#### YOUR TASK:
Output exactly the lines below from the one containing "For each instance of the power" to the last line, both included. Omit pictures.

#### DATA TO USE:
..........

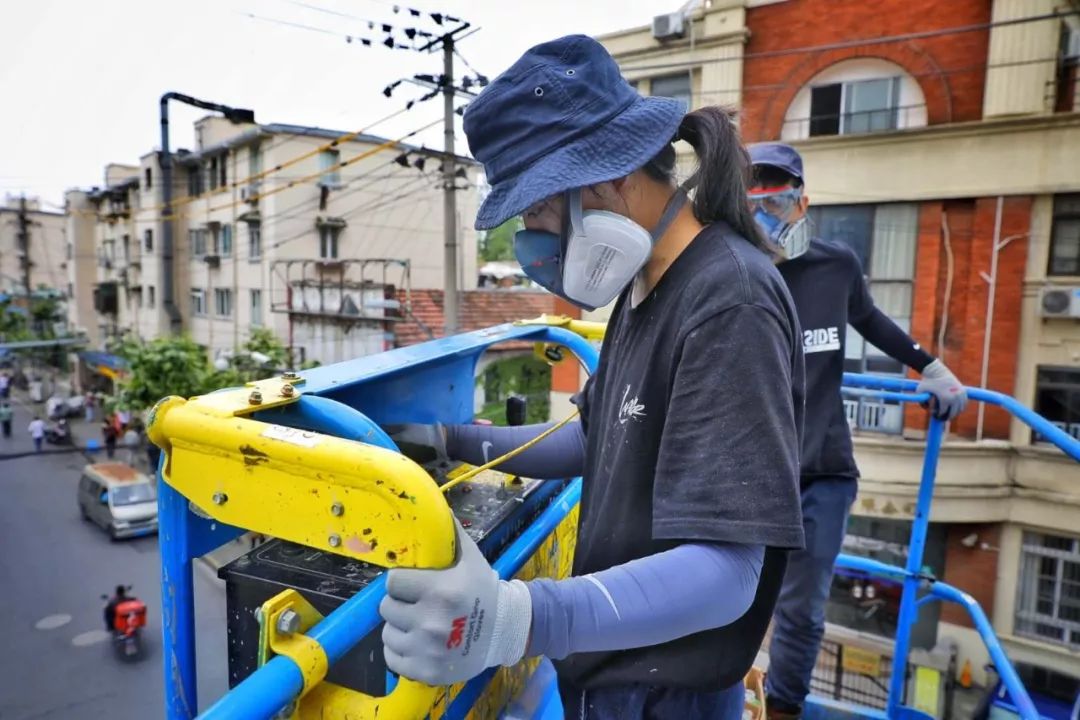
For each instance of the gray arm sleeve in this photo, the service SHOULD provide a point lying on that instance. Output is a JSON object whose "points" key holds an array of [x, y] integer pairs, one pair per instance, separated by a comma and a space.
{"points": [[646, 601], [559, 454]]}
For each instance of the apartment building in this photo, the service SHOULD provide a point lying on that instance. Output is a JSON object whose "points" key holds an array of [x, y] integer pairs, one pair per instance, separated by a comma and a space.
{"points": [[41, 256], [942, 143], [285, 227]]}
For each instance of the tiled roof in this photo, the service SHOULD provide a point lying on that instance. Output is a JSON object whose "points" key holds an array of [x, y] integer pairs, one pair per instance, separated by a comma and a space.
{"points": [[478, 309]]}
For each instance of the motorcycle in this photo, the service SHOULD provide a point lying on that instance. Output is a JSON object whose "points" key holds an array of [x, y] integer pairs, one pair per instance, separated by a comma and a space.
{"points": [[127, 624], [58, 434]]}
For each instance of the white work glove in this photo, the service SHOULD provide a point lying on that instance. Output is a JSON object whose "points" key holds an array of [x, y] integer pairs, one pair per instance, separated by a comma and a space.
{"points": [[948, 397], [446, 626], [421, 443]]}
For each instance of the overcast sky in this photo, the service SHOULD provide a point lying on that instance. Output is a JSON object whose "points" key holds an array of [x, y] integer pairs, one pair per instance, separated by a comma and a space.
{"points": [[80, 81]]}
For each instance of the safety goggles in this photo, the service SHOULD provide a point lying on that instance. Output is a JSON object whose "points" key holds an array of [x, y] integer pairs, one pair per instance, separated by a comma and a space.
{"points": [[778, 202]]}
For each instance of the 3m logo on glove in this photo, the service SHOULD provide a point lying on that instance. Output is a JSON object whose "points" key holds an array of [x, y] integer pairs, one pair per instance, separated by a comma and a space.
{"points": [[457, 633], [821, 340]]}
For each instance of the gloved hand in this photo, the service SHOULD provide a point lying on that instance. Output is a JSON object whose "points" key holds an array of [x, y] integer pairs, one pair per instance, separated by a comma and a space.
{"points": [[446, 626], [420, 443], [948, 397]]}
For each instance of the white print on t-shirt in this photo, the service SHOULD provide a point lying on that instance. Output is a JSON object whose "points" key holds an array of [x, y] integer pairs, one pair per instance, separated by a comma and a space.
{"points": [[822, 340], [630, 409]]}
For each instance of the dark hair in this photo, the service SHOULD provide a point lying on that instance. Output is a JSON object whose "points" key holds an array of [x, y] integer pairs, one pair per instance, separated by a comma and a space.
{"points": [[770, 176], [724, 171]]}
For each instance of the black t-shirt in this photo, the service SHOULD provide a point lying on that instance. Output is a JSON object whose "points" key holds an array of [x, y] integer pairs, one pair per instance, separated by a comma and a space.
{"points": [[692, 423], [829, 291]]}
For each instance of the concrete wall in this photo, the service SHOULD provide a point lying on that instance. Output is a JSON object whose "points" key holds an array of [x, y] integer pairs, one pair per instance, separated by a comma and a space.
{"points": [[48, 246], [389, 212], [82, 267]]}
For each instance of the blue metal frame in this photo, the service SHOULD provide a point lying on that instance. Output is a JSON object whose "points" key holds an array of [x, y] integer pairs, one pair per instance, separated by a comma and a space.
{"points": [[912, 576], [430, 382], [433, 382]]}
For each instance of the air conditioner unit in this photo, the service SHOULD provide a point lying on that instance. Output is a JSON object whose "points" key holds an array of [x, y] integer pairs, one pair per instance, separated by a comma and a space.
{"points": [[1060, 302], [666, 27]]}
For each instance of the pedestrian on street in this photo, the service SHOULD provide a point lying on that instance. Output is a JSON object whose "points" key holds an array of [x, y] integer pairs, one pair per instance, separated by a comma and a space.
{"points": [[5, 413], [109, 435], [690, 426], [131, 439], [37, 430], [829, 290]]}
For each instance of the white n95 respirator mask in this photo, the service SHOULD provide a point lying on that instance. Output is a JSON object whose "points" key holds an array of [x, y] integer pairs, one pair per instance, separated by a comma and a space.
{"points": [[771, 207], [597, 255]]}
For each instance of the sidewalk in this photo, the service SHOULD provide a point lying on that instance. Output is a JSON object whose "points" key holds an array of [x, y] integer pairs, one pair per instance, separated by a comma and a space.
{"points": [[82, 435]]}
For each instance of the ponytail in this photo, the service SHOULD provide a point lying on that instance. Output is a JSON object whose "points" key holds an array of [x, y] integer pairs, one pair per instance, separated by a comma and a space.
{"points": [[724, 171]]}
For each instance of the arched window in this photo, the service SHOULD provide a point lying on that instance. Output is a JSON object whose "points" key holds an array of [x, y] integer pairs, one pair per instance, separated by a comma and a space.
{"points": [[861, 95]]}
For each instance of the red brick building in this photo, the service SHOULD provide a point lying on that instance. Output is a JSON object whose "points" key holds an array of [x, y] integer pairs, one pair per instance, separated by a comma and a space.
{"points": [[941, 140]]}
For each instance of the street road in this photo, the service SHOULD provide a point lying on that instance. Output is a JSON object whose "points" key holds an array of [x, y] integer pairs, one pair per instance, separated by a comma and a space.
{"points": [[55, 661]]}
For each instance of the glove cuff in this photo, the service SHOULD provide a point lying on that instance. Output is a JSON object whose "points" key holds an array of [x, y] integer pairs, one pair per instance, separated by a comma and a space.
{"points": [[513, 619]]}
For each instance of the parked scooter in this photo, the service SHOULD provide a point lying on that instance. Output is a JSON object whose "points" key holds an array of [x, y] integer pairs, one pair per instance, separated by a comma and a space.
{"points": [[129, 619]]}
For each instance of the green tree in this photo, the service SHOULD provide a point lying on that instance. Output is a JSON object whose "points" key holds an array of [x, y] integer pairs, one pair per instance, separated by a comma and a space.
{"points": [[180, 366], [163, 366], [245, 368], [12, 323], [526, 376], [498, 243]]}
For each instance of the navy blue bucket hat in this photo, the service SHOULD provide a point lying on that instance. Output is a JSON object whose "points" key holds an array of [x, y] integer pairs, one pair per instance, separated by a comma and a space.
{"points": [[561, 118]]}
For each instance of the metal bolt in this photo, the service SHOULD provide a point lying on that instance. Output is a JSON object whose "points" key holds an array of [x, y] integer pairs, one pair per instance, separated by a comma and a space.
{"points": [[288, 622]]}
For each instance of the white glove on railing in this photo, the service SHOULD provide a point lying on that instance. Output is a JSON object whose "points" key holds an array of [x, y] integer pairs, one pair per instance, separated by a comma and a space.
{"points": [[948, 395], [446, 626]]}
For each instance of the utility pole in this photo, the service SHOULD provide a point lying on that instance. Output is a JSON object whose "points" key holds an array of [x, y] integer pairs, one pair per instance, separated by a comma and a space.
{"points": [[449, 199], [237, 116], [23, 238]]}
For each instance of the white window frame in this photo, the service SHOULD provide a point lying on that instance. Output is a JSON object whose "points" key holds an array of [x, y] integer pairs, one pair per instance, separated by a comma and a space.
{"points": [[1028, 617], [197, 236], [254, 241], [223, 302], [255, 301], [329, 242], [689, 85], [328, 161], [225, 235], [198, 301]]}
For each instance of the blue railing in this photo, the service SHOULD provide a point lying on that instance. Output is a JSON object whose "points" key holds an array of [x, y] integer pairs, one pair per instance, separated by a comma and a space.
{"points": [[278, 682], [894, 389]]}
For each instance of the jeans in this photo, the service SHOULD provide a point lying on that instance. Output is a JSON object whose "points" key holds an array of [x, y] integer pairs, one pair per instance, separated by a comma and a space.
{"points": [[798, 621], [637, 702]]}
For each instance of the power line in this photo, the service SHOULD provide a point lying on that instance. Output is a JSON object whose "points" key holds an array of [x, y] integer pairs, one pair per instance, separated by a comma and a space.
{"points": [[855, 43]]}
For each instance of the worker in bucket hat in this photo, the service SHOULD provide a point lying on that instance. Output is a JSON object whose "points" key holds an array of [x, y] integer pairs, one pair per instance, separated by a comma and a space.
{"points": [[689, 433]]}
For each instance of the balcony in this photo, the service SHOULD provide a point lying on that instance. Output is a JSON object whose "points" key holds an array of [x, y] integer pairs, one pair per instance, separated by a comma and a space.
{"points": [[874, 416], [862, 122]]}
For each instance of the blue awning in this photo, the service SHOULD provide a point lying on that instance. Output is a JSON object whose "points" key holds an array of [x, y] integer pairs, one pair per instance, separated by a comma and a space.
{"points": [[96, 358]]}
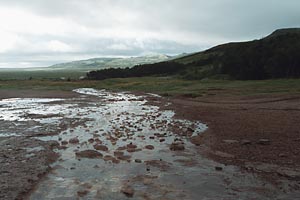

..........

#### SOLUTION FOR THIS TASK:
For each instance of the power line in this photo, the service SHOULD provide a point lying on that instance. Output is a JSON object whose "points" key holds an array of [x, y] integer pairs, one pair per instance, separated by a comma and a space.
{"points": [[855, 43]]}
For each instance of the worker in bucket hat in this photo, the service SHOULD provide a point lying on that instance. Output is a JSON object whose "points" key holds an array of [x, y] integer pairs, one pair per instance, separated by a comma and a space.
{"points": [[689, 433]]}
For each instance of the balcony in this photo, the service SHOULD provide a point lying on that instance. Output is a JSON object whose "points" key holds an array of [x, y] integer pairs, one pair per instance, separated by a comma and a space.
{"points": [[874, 416], [862, 122]]}
For each instance of the blue awning in this photo, the service SHOULD provide a point lying on that instance. Output is a JSON object whose "points" key holds an array of [x, y] integer pairs, one pair per instance, separated by a comma and a space.
{"points": [[96, 358]]}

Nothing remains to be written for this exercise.